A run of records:

☆ ☆ ☆

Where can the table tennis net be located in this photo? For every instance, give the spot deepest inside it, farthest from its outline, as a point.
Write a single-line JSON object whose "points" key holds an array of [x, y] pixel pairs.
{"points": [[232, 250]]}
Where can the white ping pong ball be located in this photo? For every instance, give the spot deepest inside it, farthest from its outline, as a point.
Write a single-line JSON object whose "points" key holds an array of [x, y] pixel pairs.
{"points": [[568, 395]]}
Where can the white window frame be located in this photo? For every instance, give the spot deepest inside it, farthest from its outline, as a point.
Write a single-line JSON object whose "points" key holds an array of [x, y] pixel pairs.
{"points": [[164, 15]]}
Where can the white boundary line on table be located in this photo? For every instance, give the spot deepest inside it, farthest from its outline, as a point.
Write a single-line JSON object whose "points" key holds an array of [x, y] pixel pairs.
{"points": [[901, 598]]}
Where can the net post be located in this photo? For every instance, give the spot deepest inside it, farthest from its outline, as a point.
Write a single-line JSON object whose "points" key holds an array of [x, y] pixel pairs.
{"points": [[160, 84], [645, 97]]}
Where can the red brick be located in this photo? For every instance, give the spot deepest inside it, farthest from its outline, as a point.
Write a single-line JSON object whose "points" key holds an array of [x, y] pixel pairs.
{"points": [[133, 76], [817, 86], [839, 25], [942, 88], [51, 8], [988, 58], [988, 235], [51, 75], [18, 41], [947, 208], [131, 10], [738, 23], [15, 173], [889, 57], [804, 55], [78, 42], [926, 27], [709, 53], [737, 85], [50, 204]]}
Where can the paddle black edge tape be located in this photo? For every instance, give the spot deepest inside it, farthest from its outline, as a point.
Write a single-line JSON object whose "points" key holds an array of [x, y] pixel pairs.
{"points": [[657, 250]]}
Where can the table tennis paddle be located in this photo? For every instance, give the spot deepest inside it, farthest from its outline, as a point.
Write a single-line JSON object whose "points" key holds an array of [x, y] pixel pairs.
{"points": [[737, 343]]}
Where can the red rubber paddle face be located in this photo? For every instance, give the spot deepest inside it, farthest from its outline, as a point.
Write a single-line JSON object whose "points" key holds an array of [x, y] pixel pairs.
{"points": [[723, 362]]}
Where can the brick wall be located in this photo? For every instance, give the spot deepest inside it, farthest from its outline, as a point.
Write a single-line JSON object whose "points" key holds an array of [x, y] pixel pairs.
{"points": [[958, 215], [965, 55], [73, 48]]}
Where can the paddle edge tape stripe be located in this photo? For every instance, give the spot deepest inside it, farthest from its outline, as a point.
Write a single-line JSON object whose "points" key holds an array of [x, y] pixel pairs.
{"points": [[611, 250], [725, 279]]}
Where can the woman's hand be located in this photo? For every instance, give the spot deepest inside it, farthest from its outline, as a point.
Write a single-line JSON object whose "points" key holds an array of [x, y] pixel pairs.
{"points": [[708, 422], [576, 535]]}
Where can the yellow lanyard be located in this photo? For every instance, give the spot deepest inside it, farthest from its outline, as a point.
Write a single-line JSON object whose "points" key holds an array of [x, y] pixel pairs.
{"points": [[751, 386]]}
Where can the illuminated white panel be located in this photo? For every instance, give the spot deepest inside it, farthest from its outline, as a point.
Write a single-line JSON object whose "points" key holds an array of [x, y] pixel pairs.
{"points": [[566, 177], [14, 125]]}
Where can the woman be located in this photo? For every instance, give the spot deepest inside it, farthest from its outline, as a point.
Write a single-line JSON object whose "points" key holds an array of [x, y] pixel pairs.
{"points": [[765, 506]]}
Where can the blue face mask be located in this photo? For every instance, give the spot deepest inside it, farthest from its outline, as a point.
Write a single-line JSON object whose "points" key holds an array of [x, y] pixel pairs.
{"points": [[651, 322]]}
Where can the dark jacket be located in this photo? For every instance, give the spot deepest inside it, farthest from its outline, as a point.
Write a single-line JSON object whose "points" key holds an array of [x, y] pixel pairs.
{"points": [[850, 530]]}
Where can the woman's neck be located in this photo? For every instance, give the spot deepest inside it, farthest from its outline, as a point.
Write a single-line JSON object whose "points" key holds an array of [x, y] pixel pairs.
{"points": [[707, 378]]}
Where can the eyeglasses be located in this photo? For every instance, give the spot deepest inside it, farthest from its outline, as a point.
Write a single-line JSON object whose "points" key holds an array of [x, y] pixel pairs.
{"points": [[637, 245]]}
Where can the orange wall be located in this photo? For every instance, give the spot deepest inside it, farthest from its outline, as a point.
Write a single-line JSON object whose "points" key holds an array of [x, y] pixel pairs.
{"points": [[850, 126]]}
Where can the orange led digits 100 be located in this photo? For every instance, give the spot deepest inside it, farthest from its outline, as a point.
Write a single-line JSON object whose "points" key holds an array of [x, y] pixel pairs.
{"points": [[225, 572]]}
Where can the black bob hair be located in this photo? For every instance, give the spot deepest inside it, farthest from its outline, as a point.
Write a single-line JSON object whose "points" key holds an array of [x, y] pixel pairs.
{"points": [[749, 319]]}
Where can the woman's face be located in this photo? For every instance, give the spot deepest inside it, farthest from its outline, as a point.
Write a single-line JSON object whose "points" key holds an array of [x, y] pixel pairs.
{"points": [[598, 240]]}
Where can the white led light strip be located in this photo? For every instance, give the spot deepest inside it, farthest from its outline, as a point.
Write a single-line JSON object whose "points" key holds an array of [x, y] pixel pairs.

☆ ☆ ☆

Write out all of the records above exactly as they appear.

Exercise output:
Where can the table tennis net be located in this photo? For every instance, give the spot deepest inside it, farthest from its outline, as a point.
Write a single-line JSON object whose "points" key holds an array of [x, y] pixel pairs.
{"points": [[232, 250]]}
Where can the white ping pong ball be located in this photo? For every instance, give the spot deepest inside it, farthest from its outline, as a point.
Write a single-line JSON object whose "points" key holds an array of [x, y] pixel pairs.
{"points": [[568, 395]]}
Where can the white window frame be located in this photo? For every instance, give the spot deepest inside it, farthest from its outline, as a point.
Write a single-line JSON object whose "points" key holds an array of [x, y] pixel pairs.
{"points": [[164, 15]]}
Where can the white boundary line on table be located in this photo? For every instance, give the spot deepest inside it, farthest from its outline, as a point.
Write a single-line JSON object whose "points" key holds an array of [x, y] pixel pairs.
{"points": [[901, 598]]}
Where can the net post be located in this photo? For every instance, give the spot deepest inside it, farthest from its outline, as a point.
Write a single-line JSON object whose "points" key holds an array of [x, y] pixel pairs.
{"points": [[160, 84], [645, 97]]}
Where can the red brick be located in this photo? For every instance, give the spot deepest inside it, farthest from its outline, as a point.
Write a single-line JSON object whose "points" key holds an array of [x, y] pixel pairs.
{"points": [[133, 76], [817, 86], [839, 25], [942, 88], [51, 8], [988, 58], [988, 235], [51, 75], [18, 41], [947, 208], [131, 10], [738, 23], [15, 173], [889, 57], [804, 55], [78, 42], [926, 27], [709, 53], [737, 85], [50, 204]]}
Where can the paddle black edge tape be located in this photo? For every instance, give the spot deepest inside it, farthest from its outline, as a point.
Write a single-line JSON object whose "points" key holds an array of [x, y] pixel pairs.
{"points": [[657, 250]]}
Where can the table tennis paddle be located in this photo? For every instance, give the spot deepest inside it, farthest from its outline, as a point.
Write a single-line JSON object whose "points" key holds an array of [x, y] pixel pairs.
{"points": [[737, 343]]}
Where can the red rubber paddle face be located in this photo? For every instance, give the spot deepest inside it, farthest from its outline, as a point.
Write a single-line JSON object whose "points" key holds an array of [x, y] pixel pairs.
{"points": [[723, 362]]}
Where can the brick wall be located in this photo? For every instance, give the spot deepest inside it, farthest from its outline, as a point.
Write a single-line JSON object whose "points" key holds an array of [x, y] pixel pairs.
{"points": [[958, 215], [965, 55], [73, 48]]}
Where can the paddle edge tape stripe be located in this photo? For every instance, give the spot deepest inside it, farthest from its outline, as a point.
Write a single-line JSON object whose "points" key holds an array of [x, y] pixel pairs.
{"points": [[611, 250], [725, 279]]}
Where can the woman's hand be located in this photo? For every instance, give the spot deepest inside it, farthest from its outline, as a point.
Write a single-line JSON object whose "points" key holds an array of [x, y] pixel pairs.
{"points": [[708, 422], [576, 535]]}
Where can the yellow lanyard be located in this photo? For every instance, give the spot deepest inside it, farthest from its outline, as a point.
Write a single-line JSON object whose "points" key holds an array of [x, y] pixel pairs.
{"points": [[751, 386]]}
Where can the illuminated white panel be located in this photo? For every instance, give the spot deepest inside it, farthest from its outline, as a point.
Write a single-line JSON object whose "points" key holds an array of [x, y] pixel pairs.
{"points": [[566, 177], [14, 125]]}
Where can the woman be located in this photo? For every instance, give the spot deepest inside it, farthest from its outline, as a point.
Write a single-line JSON object whose "points" key holds an array of [x, y] pixel pairs.
{"points": [[765, 506]]}
Where can the blue face mask be located in this photo? For every instance, give the spot deepest inside it, farthest from its outline, as a point.
Write a single-line JSON object whose "points" key holds an array of [x, y] pixel pairs.
{"points": [[651, 322]]}
Where can the dark jacket be located in this photo? For every instance, give the spot deepest inside it, farthest from its outline, as a point.
Write a single-line JSON object whose "points" key holds an array of [x, y] pixel pairs.
{"points": [[850, 530]]}
Where can the woman's neck be located in this photo? For every instance, give the spot deepest inside it, farthest from its outline, as a point.
Write a single-line JSON object whose "points" key holds an array of [x, y] pixel pairs.
{"points": [[707, 378]]}
Where can the eyeglasses be located in this photo? For every instance, give the spot deepest inside it, farthest from its outline, as a point.
Write a single-line JSON object whose "points" key holds an array of [x, y] pixel pairs.
{"points": [[637, 245]]}
Where can the orange wall be located in this photo? For every instance, give the spot deepest inside it, farthest from its outline, as a point.
Write a single-line JSON object whose "points" key holds an array of [x, y] pixel pairs.
{"points": [[850, 126]]}
Where can the orange led digits 100 be located in this photo? For every instance, give the spot deepest inside it, farthest from its outline, as a point.
Write a single-line JSON object whose "points" key holds an array of [x, y] pixel pairs.
{"points": [[225, 572]]}
Where can the black bob hair be located in this photo? For every instance, give the spot deepest inside it, farthest from its outline, as a point.
Write a single-line JSON object whose "points" key holds an array of [x, y] pixel pairs.
{"points": [[749, 319]]}
Where can the woman's face be located in this photo? For every instance, give the spot deepest inside it, farthest from its outline, as a point.
Write a single-line JSON object whose "points" key holds an array of [x, y] pixel pairs.
{"points": [[598, 240]]}
Where can the white led light strip be located in this photo? For every instance, give the spot deepest inside it, farthest from its outline, as a point.
Write a single-line JSON object whose "points" key holds an array of [x, y] pixel pairs.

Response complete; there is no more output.